Aim of the task:
In your reply, repeat every entry exactly and skip over each picture.

Provided entries:
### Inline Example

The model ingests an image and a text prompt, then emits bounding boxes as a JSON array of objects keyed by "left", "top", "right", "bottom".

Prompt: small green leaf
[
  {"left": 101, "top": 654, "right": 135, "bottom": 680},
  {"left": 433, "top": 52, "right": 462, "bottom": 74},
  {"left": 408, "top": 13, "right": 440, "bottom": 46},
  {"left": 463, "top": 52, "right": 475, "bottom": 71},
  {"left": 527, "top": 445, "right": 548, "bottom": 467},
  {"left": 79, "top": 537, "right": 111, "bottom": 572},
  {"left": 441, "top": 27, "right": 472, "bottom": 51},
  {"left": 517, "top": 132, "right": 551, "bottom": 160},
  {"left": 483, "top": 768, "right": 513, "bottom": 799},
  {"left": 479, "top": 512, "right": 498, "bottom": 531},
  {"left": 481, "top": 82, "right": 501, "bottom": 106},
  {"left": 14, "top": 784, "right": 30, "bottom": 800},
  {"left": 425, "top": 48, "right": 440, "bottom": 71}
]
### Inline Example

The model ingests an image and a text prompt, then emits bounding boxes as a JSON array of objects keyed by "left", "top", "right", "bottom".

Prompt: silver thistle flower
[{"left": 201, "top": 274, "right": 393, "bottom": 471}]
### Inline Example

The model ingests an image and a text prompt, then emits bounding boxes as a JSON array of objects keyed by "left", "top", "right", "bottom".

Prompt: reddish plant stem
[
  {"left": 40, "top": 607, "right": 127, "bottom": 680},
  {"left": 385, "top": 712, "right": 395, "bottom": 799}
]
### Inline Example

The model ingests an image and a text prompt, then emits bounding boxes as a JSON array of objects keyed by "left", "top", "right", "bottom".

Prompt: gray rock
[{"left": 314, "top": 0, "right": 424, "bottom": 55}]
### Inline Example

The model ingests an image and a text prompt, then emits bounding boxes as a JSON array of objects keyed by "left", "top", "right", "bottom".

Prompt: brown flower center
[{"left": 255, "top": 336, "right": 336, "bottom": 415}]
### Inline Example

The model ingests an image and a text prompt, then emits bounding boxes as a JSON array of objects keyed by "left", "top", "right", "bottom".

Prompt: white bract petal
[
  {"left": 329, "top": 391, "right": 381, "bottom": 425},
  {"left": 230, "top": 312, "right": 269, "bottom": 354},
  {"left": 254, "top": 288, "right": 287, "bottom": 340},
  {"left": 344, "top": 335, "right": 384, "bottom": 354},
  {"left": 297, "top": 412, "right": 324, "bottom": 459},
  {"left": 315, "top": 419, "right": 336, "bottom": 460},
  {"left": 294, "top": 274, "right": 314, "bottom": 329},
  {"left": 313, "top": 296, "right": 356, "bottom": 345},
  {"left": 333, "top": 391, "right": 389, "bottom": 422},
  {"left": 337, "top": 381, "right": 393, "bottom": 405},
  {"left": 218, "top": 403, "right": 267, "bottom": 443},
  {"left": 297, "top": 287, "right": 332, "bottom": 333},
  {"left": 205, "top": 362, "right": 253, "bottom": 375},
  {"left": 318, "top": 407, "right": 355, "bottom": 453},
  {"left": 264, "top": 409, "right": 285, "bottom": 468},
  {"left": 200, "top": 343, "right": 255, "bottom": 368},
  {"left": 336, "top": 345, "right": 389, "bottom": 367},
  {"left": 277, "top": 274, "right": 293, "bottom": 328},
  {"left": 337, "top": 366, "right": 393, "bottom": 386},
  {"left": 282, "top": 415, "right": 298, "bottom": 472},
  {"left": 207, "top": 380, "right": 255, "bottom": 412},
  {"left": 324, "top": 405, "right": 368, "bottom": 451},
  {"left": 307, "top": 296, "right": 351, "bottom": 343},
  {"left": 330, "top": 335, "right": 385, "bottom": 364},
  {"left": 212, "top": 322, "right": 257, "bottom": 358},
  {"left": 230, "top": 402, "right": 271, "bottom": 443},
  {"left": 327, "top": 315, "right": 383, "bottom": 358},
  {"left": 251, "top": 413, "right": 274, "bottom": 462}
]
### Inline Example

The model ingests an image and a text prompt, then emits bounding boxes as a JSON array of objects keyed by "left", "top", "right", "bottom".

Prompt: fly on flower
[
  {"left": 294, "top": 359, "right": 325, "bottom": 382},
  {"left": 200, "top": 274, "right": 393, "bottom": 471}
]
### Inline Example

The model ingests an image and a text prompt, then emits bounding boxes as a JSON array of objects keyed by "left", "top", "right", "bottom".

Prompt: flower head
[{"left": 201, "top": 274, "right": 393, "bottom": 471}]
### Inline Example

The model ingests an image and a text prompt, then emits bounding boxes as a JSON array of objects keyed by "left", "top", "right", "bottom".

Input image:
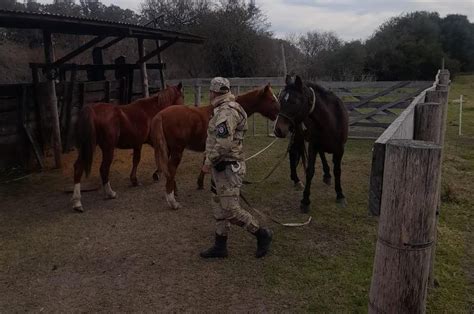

Answer section:
### Inline Example

The model ingests an image and a text prompt, then emits bounding boxes as a JSON array of objects keyed by "left", "top", "right", "bottom".

Prompt: small green leaf
[
  {"left": 101, "top": 654, "right": 135, "bottom": 680},
  {"left": 433, "top": 52, "right": 462, "bottom": 74},
  {"left": 408, "top": 13, "right": 440, "bottom": 46},
  {"left": 463, "top": 52, "right": 475, "bottom": 71},
  {"left": 527, "top": 445, "right": 548, "bottom": 467},
  {"left": 79, "top": 537, "right": 111, "bottom": 572},
  {"left": 441, "top": 27, "right": 472, "bottom": 51},
  {"left": 517, "top": 132, "right": 551, "bottom": 160},
  {"left": 483, "top": 768, "right": 513, "bottom": 799},
  {"left": 479, "top": 512, "right": 498, "bottom": 531},
  {"left": 481, "top": 82, "right": 501, "bottom": 106},
  {"left": 14, "top": 784, "right": 30, "bottom": 800},
  {"left": 425, "top": 48, "right": 440, "bottom": 71}
]
### Inline Example

The model ingests an image and a text prompt, then emits bounding boxes as a JSON array of objects keyed by "left", "top", "right", "bottom".

Prompt: silver thistle flower
[{"left": 201, "top": 274, "right": 393, "bottom": 471}]
### Inline Example

The model ingests an image and a text prompt, then emits bounding boxes as a JSON array of objects keyed by "left", "top", "right", "bottom".

Prompt: reddish plant stem
[
  {"left": 40, "top": 607, "right": 127, "bottom": 680},
  {"left": 385, "top": 712, "right": 395, "bottom": 799}
]
### Inline Example

The model ingests an image and a text prompt, then emits bounding boxes as a JSON array of objects keyed by "left", "top", "right", "bottom".

Prompt: gray rock
[{"left": 314, "top": 0, "right": 424, "bottom": 55}]
### Inline Example

The model ingests an image and a text prompt, then emits bounding boxes as a JSON array of objects keyed by "left", "top", "right", "bottom".

Prompt: brown flower center
[{"left": 255, "top": 336, "right": 336, "bottom": 415}]
### Inline Example

The model ingests an image and a text prompt, then emits bounding boxes as a JSON array of objects keyed by "left", "top", "right", "bottom".

Prompt: white bract petal
[
  {"left": 329, "top": 391, "right": 381, "bottom": 425},
  {"left": 230, "top": 312, "right": 269, "bottom": 354},
  {"left": 254, "top": 288, "right": 287, "bottom": 340},
  {"left": 344, "top": 335, "right": 384, "bottom": 354},
  {"left": 297, "top": 412, "right": 324, "bottom": 459},
  {"left": 315, "top": 419, "right": 336, "bottom": 460},
  {"left": 294, "top": 274, "right": 314, "bottom": 329},
  {"left": 313, "top": 296, "right": 356, "bottom": 345},
  {"left": 333, "top": 391, "right": 389, "bottom": 422},
  {"left": 337, "top": 381, "right": 393, "bottom": 405},
  {"left": 218, "top": 403, "right": 267, "bottom": 443},
  {"left": 297, "top": 287, "right": 332, "bottom": 333},
  {"left": 205, "top": 362, "right": 253, "bottom": 375},
  {"left": 318, "top": 407, "right": 355, "bottom": 453},
  {"left": 264, "top": 409, "right": 285, "bottom": 468},
  {"left": 200, "top": 343, "right": 255, "bottom": 368},
  {"left": 336, "top": 345, "right": 389, "bottom": 367},
  {"left": 277, "top": 274, "right": 293, "bottom": 328},
  {"left": 337, "top": 366, "right": 393, "bottom": 386},
  {"left": 282, "top": 415, "right": 298, "bottom": 472},
  {"left": 207, "top": 380, "right": 255, "bottom": 412},
  {"left": 324, "top": 405, "right": 368, "bottom": 451},
  {"left": 307, "top": 296, "right": 351, "bottom": 343},
  {"left": 330, "top": 335, "right": 385, "bottom": 364},
  {"left": 212, "top": 322, "right": 257, "bottom": 358},
  {"left": 230, "top": 402, "right": 271, "bottom": 443},
  {"left": 327, "top": 315, "right": 383, "bottom": 358},
  {"left": 251, "top": 413, "right": 274, "bottom": 462}
]
### Inline Example

The model ingests an image and a text prompt, then emits bounding boxes as a JSON array of objects keyed by "left", "top", "right", "bottom".

Prompt: fly on flower
[
  {"left": 294, "top": 359, "right": 325, "bottom": 382},
  {"left": 200, "top": 274, "right": 393, "bottom": 471}
]
### Inline Example

The model ingests an image and a text prompt, then emits bounding boxes as a JSON array of objects keyed by "left", "top", "right", "bottom".

Prompt: flower head
[{"left": 201, "top": 274, "right": 393, "bottom": 471}]
### Inline Example

The model ingests an image and a text prompt, then emits bounding boxes as a JSON array of objects keyed by "left", "top", "right", "bottom".

Input image:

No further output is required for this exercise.